▸ **Records shown**
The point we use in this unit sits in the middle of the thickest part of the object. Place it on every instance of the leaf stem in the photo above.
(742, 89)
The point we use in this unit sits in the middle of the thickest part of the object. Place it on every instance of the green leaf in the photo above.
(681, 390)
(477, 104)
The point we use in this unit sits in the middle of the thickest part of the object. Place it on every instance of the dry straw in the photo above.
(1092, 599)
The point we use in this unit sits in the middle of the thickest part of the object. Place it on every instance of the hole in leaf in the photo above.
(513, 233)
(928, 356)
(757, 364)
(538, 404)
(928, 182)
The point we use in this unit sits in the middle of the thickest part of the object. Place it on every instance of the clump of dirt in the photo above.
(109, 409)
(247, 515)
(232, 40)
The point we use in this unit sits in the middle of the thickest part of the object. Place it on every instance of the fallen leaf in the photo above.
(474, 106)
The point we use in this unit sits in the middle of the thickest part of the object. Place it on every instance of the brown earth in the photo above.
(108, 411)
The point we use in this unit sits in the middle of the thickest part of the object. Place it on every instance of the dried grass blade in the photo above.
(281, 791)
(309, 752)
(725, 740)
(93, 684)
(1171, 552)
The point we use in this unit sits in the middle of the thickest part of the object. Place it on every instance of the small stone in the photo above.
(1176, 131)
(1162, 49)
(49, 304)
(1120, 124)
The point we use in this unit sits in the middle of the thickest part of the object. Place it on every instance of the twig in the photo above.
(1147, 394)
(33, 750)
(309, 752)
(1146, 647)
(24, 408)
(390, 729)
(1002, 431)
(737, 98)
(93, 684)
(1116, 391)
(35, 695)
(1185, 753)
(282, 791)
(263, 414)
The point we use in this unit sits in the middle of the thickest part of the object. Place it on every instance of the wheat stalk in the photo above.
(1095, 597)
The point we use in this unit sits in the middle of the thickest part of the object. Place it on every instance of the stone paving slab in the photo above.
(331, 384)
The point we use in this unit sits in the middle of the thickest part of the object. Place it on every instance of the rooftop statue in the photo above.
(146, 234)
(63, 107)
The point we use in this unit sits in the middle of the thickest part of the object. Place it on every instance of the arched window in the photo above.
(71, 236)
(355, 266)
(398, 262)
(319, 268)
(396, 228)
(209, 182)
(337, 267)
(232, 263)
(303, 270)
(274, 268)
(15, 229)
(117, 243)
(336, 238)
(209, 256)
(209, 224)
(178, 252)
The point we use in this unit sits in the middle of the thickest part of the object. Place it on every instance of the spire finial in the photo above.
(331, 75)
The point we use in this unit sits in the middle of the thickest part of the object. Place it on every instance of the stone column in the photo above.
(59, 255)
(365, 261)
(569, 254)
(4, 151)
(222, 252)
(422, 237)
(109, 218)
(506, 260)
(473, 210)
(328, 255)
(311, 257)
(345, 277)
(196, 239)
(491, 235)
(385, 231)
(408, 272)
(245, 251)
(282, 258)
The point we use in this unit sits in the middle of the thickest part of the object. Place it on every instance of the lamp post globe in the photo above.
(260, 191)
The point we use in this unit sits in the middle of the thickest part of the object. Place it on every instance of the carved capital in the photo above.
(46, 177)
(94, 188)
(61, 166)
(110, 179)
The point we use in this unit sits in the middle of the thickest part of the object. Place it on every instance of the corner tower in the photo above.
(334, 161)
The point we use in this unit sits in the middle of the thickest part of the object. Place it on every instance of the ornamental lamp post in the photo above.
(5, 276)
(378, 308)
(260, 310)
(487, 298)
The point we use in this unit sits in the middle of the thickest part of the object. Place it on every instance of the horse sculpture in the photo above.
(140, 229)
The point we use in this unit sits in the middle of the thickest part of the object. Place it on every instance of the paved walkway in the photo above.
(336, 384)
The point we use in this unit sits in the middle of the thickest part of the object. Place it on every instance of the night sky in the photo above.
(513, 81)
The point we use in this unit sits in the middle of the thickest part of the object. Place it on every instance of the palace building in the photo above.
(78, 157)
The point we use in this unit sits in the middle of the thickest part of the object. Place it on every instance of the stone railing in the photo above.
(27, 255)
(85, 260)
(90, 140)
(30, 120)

▸ **Task**
Repeat the line containing "railing in the photo above." and all subsequent lines through the final line of the data, exactly and with no others.

▸ **Solution for this problem**
The point we use in this unit sits in the middle of the thickest part of the object. Place it on every instance of the stone railing in the photo above.
(27, 255)
(85, 260)
(90, 140)
(30, 120)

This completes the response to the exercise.